- _Data records_:
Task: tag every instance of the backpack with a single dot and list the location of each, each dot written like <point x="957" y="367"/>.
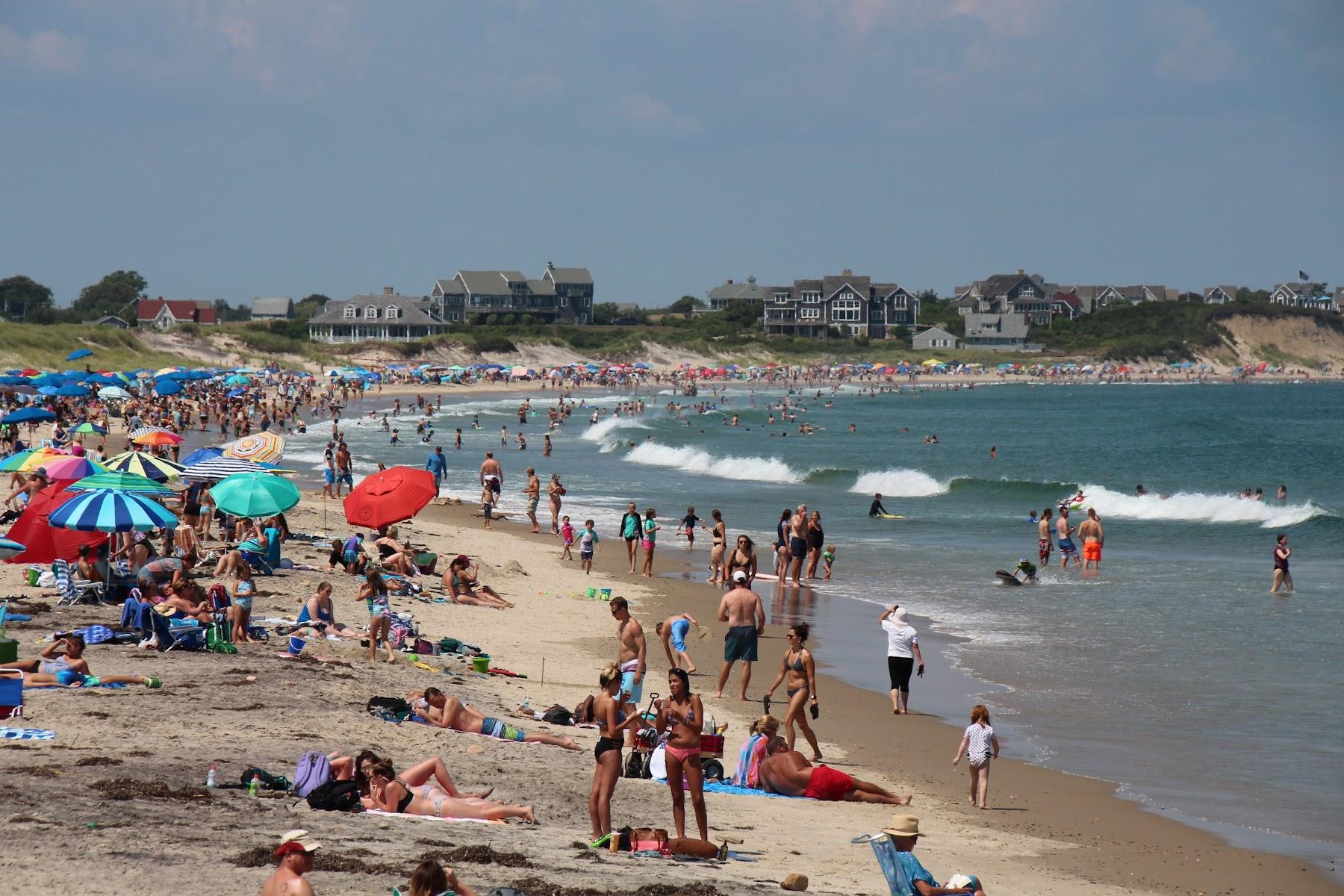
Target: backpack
<point x="558" y="716"/>
<point x="314" y="771"/>
<point x="335" y="795"/>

- _Stated exercise_: Rewrite the material above, replacing "backpack" with "rucksack" and changing nothing else. Leave out the pictures.

- _Answer to this problem_:
Task: tag every instance of the rucksack with a single dot and list the location of each, each dot written like <point x="957" y="367"/>.
Target: rucksack
<point x="558" y="716"/>
<point x="314" y="771"/>
<point x="335" y="795"/>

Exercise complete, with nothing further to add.